### ACTIVITY
All lines in the data below carrying the string "instance" are to be located and copied.

..........

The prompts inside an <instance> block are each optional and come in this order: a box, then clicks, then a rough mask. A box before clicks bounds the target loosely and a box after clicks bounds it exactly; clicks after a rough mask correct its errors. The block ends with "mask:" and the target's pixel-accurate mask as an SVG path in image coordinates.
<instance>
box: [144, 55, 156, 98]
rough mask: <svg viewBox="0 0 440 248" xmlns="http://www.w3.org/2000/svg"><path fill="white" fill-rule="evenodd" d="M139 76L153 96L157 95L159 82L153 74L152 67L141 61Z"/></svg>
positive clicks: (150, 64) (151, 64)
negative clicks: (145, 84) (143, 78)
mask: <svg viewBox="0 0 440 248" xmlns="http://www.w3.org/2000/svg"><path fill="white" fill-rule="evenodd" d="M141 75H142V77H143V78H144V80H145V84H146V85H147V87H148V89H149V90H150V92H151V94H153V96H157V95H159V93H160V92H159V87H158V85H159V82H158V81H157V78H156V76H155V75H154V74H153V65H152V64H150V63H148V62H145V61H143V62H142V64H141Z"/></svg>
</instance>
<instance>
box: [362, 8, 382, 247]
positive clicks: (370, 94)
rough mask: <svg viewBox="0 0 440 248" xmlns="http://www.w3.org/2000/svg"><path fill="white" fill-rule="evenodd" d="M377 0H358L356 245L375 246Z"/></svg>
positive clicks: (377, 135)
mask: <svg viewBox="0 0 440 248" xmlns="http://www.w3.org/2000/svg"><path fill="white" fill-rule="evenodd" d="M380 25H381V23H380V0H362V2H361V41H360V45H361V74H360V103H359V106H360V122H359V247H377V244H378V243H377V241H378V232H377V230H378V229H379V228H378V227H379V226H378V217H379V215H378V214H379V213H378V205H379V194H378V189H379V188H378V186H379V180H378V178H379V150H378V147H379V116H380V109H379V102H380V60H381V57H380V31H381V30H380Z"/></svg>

..........

### REPLY TO THE EXERCISE
The prompts inside an <instance> block are each optional and come in this order: a box, then clicks, then a rough mask. A box before clicks bounds the target loosely and a box after clicks bounds it exactly; clicks after a rough mask correct its errors. The block ends with "mask:" and the target's pixel-accurate mask as an SVG path in image coordinates.
<instance>
</instance>
<instance>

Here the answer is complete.